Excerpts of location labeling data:
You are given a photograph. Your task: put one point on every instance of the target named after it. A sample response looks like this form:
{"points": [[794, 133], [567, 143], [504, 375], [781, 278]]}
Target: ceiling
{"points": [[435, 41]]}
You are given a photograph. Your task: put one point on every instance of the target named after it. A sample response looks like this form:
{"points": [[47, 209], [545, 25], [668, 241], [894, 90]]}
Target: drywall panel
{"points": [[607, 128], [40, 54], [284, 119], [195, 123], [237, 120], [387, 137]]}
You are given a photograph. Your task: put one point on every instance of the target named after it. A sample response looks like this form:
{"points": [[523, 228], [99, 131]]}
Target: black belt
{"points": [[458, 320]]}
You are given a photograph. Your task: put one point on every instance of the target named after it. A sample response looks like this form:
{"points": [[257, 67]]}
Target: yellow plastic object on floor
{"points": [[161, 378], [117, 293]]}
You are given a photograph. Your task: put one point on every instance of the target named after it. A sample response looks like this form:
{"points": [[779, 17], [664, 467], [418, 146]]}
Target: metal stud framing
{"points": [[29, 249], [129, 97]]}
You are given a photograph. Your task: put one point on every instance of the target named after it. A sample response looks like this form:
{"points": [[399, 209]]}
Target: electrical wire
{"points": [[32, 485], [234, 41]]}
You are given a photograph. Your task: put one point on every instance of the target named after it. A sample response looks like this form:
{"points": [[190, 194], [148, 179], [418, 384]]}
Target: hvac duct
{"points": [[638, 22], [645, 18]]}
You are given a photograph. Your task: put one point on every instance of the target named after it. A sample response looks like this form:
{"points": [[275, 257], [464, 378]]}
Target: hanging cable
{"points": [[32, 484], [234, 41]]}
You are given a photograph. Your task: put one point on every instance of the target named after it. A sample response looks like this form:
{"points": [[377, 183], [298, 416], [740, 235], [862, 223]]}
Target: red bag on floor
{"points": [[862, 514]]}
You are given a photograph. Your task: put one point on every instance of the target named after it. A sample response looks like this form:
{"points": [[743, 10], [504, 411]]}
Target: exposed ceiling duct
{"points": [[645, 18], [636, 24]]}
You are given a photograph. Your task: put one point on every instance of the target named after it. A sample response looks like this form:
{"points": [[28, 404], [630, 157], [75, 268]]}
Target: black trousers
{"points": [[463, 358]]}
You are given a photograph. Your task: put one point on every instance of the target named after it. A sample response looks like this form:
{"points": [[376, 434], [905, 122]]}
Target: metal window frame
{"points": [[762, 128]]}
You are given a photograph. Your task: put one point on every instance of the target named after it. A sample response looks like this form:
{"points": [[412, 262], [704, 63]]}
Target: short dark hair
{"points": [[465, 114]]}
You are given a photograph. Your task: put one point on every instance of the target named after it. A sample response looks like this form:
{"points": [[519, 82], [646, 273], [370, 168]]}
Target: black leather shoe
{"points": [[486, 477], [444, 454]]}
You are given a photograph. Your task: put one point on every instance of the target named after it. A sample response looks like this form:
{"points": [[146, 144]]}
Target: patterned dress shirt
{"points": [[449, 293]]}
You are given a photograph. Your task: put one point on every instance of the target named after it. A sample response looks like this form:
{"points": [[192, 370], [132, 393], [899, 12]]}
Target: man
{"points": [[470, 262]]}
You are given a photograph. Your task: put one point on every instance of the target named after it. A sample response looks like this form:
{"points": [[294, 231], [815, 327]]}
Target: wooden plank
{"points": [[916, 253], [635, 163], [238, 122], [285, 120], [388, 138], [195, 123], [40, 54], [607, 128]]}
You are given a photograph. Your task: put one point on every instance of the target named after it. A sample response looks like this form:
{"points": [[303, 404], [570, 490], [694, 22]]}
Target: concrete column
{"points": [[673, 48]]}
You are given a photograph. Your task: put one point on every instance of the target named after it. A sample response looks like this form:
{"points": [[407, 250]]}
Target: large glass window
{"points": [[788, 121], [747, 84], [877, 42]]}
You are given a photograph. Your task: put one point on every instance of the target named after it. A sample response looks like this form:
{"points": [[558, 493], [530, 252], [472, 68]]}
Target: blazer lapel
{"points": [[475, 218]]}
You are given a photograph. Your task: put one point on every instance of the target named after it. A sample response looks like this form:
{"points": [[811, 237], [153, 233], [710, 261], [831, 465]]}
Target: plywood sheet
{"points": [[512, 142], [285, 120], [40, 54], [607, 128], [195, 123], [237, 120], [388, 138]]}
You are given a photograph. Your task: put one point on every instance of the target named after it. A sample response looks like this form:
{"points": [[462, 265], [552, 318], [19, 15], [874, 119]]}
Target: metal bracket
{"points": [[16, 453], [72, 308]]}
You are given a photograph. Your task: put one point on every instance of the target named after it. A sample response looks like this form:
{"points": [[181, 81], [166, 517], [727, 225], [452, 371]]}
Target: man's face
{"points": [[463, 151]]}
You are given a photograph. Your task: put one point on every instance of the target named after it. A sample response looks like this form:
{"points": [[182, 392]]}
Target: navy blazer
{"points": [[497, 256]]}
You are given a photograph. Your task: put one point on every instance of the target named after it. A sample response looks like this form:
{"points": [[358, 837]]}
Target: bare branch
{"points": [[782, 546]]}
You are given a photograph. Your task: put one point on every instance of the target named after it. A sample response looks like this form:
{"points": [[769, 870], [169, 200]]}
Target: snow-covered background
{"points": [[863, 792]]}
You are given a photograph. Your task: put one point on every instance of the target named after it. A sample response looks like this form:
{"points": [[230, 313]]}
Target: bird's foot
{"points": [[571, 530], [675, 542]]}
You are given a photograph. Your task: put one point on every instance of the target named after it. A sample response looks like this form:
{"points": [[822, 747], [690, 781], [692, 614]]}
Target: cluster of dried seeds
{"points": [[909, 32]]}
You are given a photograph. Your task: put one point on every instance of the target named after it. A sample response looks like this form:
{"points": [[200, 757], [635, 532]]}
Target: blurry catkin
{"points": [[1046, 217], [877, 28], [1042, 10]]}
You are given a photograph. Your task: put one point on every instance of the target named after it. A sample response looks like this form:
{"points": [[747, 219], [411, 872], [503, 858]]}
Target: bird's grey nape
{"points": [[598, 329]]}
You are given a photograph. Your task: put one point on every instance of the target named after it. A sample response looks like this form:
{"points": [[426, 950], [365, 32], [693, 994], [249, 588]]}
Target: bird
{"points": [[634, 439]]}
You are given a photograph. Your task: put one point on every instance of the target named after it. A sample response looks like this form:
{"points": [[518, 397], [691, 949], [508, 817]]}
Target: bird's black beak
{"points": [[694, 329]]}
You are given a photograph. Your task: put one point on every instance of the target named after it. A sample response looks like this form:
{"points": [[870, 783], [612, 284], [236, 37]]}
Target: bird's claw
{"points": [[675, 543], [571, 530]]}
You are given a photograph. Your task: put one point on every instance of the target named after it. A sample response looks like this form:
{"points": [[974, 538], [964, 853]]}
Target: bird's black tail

• **Challenge**:
From the records above, extract every line exactly as it stands.

• **Answer for this exercise**:
You are given a photograph. Your task: put one point on every instance of the target named after it. A sample response looks like this form:
{"points": [[794, 133], [567, 143], [504, 375], [781, 278]]}
Target: ceiling
{"points": [[435, 41]]}
You are given a photograph. Your task: put one point on every instance of the target named after it. A sample response looks like this form:
{"points": [[47, 209], [545, 25], [668, 241], [894, 90]]}
Target: drywall panel
{"points": [[607, 128], [40, 54], [284, 119], [195, 123], [237, 120], [387, 137]]}
You are given a photograph. Your task: put one point on every instance of the target named after it. A sample response looks like this form:
{"points": [[523, 228], [99, 131]]}
Target: black belt
{"points": [[458, 320]]}
You are given a photograph. Your task: put one point on every instance of the target named after it. A sample response looks like this form:
{"points": [[257, 67]]}
Target: yellow plastic object on floor
{"points": [[161, 378], [117, 293]]}
You are given a photograph. Your task: put one point on every instance of the target named after it. A sample response looks like this form:
{"points": [[779, 17], [664, 467], [418, 146]]}
Target: metal stud framing
{"points": [[29, 249], [129, 97]]}
You are given a photograph. Your task: put one point on every instance of the target named after it. A sample response looks like this form:
{"points": [[399, 209]]}
Target: electrical wire
{"points": [[32, 485], [234, 41]]}
You are given a photograph. Your task: put one point on every instance of the target named after it. A sample response looks like this form:
{"points": [[190, 194], [148, 179], [418, 384]]}
Target: hvac duct
{"points": [[638, 22], [645, 18]]}
You are given a photograph. Your task: put one point on every instance of the target named after it. A sample response looks like this form:
{"points": [[275, 257], [464, 378]]}
Target: hanging cable
{"points": [[32, 484], [234, 41]]}
You are given a photograph. Your task: put one point on every instance of the target named after it. A sample response looks like this form:
{"points": [[377, 183], [298, 416], [740, 235], [862, 223]]}
Target: red bag on floor
{"points": [[862, 514]]}
You are given a photograph. Your task: put one point on every instance of the target named after it. A sample response looks like this form:
{"points": [[743, 10], [504, 411]]}
Target: exposed ceiling duct
{"points": [[645, 18], [636, 24]]}
You are given a photograph. Your task: put one point on every instance of the target named after it. A sample response looks like this form:
{"points": [[28, 404], [630, 157], [75, 268]]}
Target: black trousers
{"points": [[463, 358]]}
You are given a photograph. Your task: put one point on every instance of the target named after it. A sample response looks like this form:
{"points": [[376, 434], [905, 122]]}
Target: metal window frame
{"points": [[762, 128]]}
You are given a photograph. Your task: put one point on every instance of the target named after it. A sample response looks like this form:
{"points": [[412, 262], [704, 63]]}
Target: short dark hair
{"points": [[465, 114]]}
You are given a photograph. Your task: put one point on every instance of the target named after it. A sample response looks like this form:
{"points": [[519, 82], [646, 273], [370, 168]]}
Target: black leather shoe
{"points": [[486, 477], [444, 454]]}
You are given a photograph. Your task: put one point on every instance of the target named after it. A sample response looks like this form:
{"points": [[146, 144]]}
Target: patterned dress shirt
{"points": [[449, 293]]}
You are given a photograph. Your task: put one point on every instance of the target named after it. A sample response looks like this form:
{"points": [[192, 370], [132, 393], [899, 12]]}
Target: man
{"points": [[470, 262]]}
You are given a photograph. Your task: put one point on every instance of the target named after it. A sample response looks like this form:
{"points": [[294, 231], [815, 327]]}
Target: wooden plank
{"points": [[916, 253], [635, 163], [238, 122], [285, 120], [388, 138], [195, 123], [40, 54], [607, 128]]}
You are given a photograph. Your task: put one point on every instance of the target named after it. A sample response looks like this form:
{"points": [[303, 404], [570, 490], [694, 22]]}
Target: concrete column
{"points": [[673, 48]]}
You are given a photograph. Your task: put one point on every instance of the target named after it. A sample response looks like this form:
{"points": [[407, 250]]}
Target: large glass window
{"points": [[788, 121], [747, 84], [877, 42]]}
You are given a photograph. Your task: put one point on every instance of the target named after it. A sample response looks like this form:
{"points": [[558, 493], [530, 252], [472, 68]]}
Target: blazer lapel
{"points": [[475, 218]]}
You are given a photograph. Your task: put one point on every instance of the target named after it. A sample response looks like this form:
{"points": [[811, 237], [153, 233], [710, 261], [831, 465]]}
Target: plywood sheet
{"points": [[512, 142], [285, 120], [40, 54], [607, 128], [195, 123], [237, 120], [388, 138]]}
You are given a photograph. Your task: put one point on every instance of the target named after it. A sample response looks like this form:
{"points": [[462, 265], [552, 318], [19, 15], [874, 119]]}
Target: metal bracket
{"points": [[16, 453], [72, 308]]}
You are given a photograph. Your task: put one point on every instance of the target named after it. A sample response looks like this form:
{"points": [[181, 81], [166, 517], [727, 225], [452, 371]]}
Target: man's face
{"points": [[463, 151]]}
You are given a photograph. Your task: put one point on every instance of the target named after it. A sample response looks like this form:
{"points": [[182, 392]]}
Target: navy blazer
{"points": [[497, 256]]}
You are given a photograph. Your task: put one point on every instance of the target named after it. A sample response looks like this form:
{"points": [[358, 837]]}
Target: bare branch
{"points": [[782, 546]]}
You are given a photograph. Your task: put one point on every instance of the target named after it. A sample response looks like this form:
{"points": [[769, 870], [169, 200]]}
Target: snow-covered background
{"points": [[863, 792]]}
You are given a photograph. Your task: put one point on every instance of the target named after it. A sample response looks like this form:
{"points": [[230, 313]]}
Target: bird's foot
{"points": [[571, 530], [675, 542]]}
You are given a photograph. Your task: put one point on every instance of the target named after it. A sample response looks like this form:
{"points": [[822, 747], [690, 781], [692, 614]]}
Target: cluster of dried seeds
{"points": [[909, 32]]}
You are given a photograph. Your task: put one point on every instance of the target named after it. A sample response looks like this form:
{"points": [[200, 757], [635, 532]]}
Target: blurry catkin
{"points": [[1046, 217], [877, 28], [1042, 10]]}
You are given a photograph. Your task: put one point on every instance of the target named after it. A sample response looks like this form:
{"points": [[747, 219], [411, 872], [503, 858]]}
Target: bird's grey nape
{"points": [[598, 329]]}
You are given a photograph. Your task: put one point on every instance of the target named after it. A sample response looks like this form:
{"points": [[426, 950], [365, 32], [693, 994], [249, 588]]}
Target: bird
{"points": [[634, 439]]}
You are given a photograph. Your task: put one point on every instance of the target named after it. A sample response looks like this form:
{"points": [[518, 397], [691, 949], [508, 817]]}
Target: bird's black beak
{"points": [[694, 329]]}
You are given a photograph. Your task: put one point on every instance of the target named after it. A sample response looks like this form:
{"points": [[870, 783], [612, 284], [236, 37]]}
Target: bird's claw
{"points": [[675, 543], [571, 530]]}
You are given a photograph. Your task: put one point on every instance of the target named after it. A sample response looks like this form:
{"points": [[974, 538], [964, 853]]}
Target: bird's black tail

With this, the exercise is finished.